## Problem to solve
Starting with the first line and ending with the one that holds "pixel 402 285", retype the entries exactly.

[Referring expression data]
____________
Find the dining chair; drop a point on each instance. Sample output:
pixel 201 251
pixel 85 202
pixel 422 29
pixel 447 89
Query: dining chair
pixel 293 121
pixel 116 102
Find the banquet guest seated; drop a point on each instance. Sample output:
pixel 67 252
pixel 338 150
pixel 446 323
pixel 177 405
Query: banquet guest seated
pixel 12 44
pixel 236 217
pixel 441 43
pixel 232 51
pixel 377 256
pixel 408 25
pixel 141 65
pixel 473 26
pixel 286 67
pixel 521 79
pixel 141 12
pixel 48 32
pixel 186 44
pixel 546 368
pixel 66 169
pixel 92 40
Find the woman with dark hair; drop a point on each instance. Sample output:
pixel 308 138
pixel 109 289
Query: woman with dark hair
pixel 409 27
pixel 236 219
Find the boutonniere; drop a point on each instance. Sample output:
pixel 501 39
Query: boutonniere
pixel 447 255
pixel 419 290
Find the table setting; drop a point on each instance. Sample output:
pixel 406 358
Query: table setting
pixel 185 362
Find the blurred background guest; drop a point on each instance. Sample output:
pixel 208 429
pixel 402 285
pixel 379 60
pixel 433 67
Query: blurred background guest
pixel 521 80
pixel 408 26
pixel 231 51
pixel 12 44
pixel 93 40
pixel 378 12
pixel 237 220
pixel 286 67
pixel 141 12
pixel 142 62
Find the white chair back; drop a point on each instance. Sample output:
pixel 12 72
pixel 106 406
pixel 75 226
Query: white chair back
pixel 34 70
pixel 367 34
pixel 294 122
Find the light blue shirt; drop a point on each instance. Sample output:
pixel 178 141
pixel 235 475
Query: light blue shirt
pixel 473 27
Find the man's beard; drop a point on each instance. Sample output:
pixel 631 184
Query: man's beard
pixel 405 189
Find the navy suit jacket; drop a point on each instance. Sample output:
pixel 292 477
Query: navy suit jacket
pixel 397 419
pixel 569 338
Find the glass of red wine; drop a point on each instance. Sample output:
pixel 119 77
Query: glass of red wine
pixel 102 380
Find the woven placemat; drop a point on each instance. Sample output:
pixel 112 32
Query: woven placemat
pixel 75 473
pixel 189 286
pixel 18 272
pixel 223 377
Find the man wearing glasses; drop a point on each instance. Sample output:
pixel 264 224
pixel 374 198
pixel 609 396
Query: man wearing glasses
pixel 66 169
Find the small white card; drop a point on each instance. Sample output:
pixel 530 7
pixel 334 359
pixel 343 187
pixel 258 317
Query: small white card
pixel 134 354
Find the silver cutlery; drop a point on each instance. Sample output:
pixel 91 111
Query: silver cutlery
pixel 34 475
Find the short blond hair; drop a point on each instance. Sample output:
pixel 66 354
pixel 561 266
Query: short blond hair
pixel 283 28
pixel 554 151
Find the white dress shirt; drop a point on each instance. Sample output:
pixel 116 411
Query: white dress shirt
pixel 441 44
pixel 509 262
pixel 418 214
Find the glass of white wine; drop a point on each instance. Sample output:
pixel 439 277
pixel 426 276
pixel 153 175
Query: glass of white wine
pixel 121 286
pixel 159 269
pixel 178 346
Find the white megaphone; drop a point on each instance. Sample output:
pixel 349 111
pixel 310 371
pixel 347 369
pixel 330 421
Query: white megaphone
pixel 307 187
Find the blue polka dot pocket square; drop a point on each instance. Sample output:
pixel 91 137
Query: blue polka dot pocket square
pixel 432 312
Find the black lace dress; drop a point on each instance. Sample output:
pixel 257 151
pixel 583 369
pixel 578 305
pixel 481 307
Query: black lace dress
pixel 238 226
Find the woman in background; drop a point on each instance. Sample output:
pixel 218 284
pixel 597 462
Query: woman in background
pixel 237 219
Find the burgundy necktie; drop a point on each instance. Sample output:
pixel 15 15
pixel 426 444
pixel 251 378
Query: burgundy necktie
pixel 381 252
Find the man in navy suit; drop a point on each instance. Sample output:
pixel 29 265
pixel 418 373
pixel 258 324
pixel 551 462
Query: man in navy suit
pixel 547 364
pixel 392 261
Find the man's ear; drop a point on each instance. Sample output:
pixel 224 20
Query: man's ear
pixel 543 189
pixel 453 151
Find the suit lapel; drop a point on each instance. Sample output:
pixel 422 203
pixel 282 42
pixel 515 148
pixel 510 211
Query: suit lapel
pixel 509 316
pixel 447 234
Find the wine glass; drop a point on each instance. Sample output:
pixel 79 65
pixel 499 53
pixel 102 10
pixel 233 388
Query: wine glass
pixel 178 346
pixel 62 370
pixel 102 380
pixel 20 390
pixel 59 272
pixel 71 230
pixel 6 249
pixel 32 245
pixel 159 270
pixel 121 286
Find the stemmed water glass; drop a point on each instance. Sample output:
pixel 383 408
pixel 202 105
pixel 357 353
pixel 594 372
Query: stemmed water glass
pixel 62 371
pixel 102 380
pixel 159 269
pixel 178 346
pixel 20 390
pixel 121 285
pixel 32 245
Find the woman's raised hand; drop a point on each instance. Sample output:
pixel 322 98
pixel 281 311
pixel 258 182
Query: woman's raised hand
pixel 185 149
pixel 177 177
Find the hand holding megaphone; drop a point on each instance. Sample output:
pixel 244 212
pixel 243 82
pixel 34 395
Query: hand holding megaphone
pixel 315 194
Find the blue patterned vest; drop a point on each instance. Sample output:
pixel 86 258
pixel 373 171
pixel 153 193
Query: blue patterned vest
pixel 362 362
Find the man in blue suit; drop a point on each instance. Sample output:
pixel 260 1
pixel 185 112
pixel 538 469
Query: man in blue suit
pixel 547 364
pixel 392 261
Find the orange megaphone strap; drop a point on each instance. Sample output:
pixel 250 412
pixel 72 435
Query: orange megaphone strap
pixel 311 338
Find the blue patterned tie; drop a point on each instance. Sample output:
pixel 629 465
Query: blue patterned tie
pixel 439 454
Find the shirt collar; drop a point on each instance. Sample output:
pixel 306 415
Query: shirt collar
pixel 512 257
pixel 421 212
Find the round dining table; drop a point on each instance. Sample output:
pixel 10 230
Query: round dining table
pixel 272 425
____________
## Task result
Find the dining chair; drop a point on each instance. Sample output:
pixel 201 251
pixel 85 202
pixel 422 29
pixel 447 89
Query: dining chair
pixel 293 121
pixel 116 102
Find the banquet guest seated; drop a point on each instance. Sample output:
pixel 67 252
pixel 338 150
pixel 446 323
pixel 177 405
Query: banquet guest seated
pixel 12 44
pixel 236 217
pixel 441 43
pixel 232 51
pixel 377 256
pixel 408 25
pixel 141 65
pixel 473 26
pixel 286 67
pixel 521 79
pixel 141 12
pixel 48 32
pixel 186 44
pixel 546 368
pixel 66 169
pixel 92 40
Find the woman with dark hair; drop a point on each instance. Sample output:
pixel 308 138
pixel 109 289
Query: woman with dark hair
pixel 409 27
pixel 236 219
Find the boutonniere; drop a point on each instance. Sample output:
pixel 501 39
Query: boutonniere
pixel 447 255
pixel 419 290
Find the table setting; drop a point on each instance. Sample output:
pixel 406 358
Query: table setting
pixel 185 362
Find the blurred background guest; drop a point on each instance. Sample output:
pixel 208 429
pixel 402 285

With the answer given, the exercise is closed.